Document text ::
──────────
1. Use the best phone that you have

There will be at least three people on the phone with you at your hearing: (1) the judge; (2) the judge’s hearing assistant; (3) a vocational expert and/or a medical expert. While you will not be talking at the same time, the Social Security Administration’s phone system is bad. (See my blog post last week: Why doesn’t Social Security answer the phone?) Use the best phone that you have so that you can hear and your voice can be heard.

2. Don’t worry if they do not call you exactly on time

If you have a hearing scheduled for 10:00 a.m., do not expect that they will call you at 10:00. It may be that the judge is running late. Normally if you were at the hearing office, you could see what is happening but at home, you do not know what is going on. Try to be patient. If, however, it is 10:30 and they still have not called you, call the hearing office. The phone number is on the first page of the hearing notice. If you cannot find the notice, you can look up the office using the Social Security Administration’s Hearing Office Locator. Use a different phone to call hearing office in case they try to call you exactly at the same time you are calling them.
──────────
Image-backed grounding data
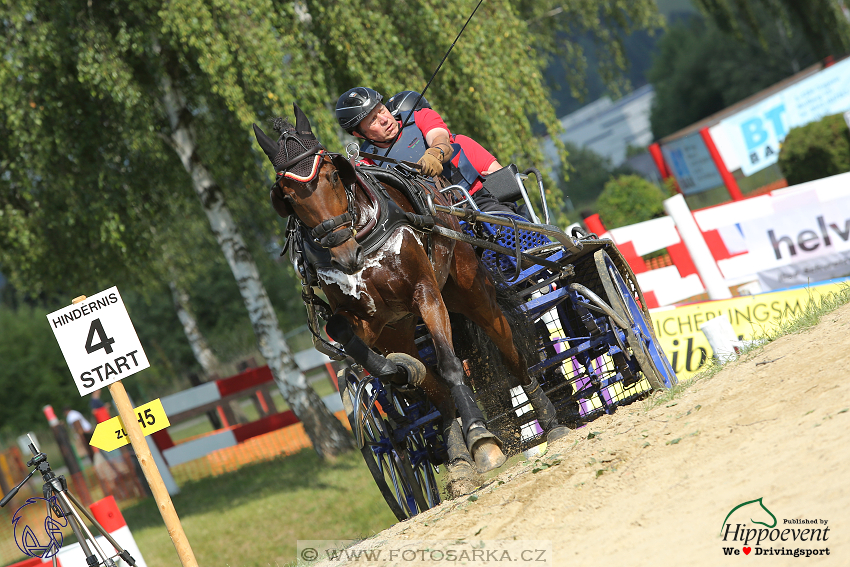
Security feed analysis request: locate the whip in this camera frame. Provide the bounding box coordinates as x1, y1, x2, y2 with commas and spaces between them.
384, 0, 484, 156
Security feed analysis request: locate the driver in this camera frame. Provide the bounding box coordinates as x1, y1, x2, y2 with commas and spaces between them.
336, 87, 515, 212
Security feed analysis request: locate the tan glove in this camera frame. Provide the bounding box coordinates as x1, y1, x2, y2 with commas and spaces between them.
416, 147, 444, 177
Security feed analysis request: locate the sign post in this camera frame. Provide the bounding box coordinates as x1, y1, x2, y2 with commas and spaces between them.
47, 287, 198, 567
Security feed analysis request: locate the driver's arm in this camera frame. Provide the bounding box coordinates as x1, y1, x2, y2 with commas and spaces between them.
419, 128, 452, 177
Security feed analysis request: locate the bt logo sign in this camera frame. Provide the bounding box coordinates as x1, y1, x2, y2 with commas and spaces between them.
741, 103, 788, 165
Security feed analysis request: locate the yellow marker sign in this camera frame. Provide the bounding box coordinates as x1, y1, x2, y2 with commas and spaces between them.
──────────
Study questions ::
1) Repeat word for word the part of the hearing tips between "2. Don’t worry" and "are calling them.", inclusive.
2) According to the hearing tips, where can you find the phone number for the hearing office?
3) Turn the paragraph of the hearing tips that begins "If you have a hearing scheduled for 10:00 a.m." into a short list that keeps its main facts.
This data was taken from a different source than the hearing tips.

Per-task answers ::
1)
2. Don’t worry if they do not call you exactly on time

If you have a hearing scheduled for 10:00 a.m., do not expect that they will call you at 10:00. It may be that the judge is running late. Normally if you were at the hearing office, you could see what is happening but at home, you do not know what is going on. Try to be patient. If, however, it is 10:30 and they still have not called you, call the hearing office. The phone number is on the first page of the hearing notice. If you cannot find the notice, you can look up the office using the Social Security Administration’s Hearing Office Locator. Use a different phone to call hearing office in case they try to call you exactly at the same time you are calling them.

2) On the first page of the hearing notice.

3)
- Don't expect the call to come exactly at the scheduled time; the judge may be running late.
- At home you can't see what's happening, so try to be patient.
- If they still haven't called 30 minutes after the scheduled time, call the hearing office.
- The office's phone number is on the first page of the hearing notice. If you can't find the notice, use the Social Security Administration's Hearing Office Locator.
- Call from a different phone in case they try to reach you at the same moment.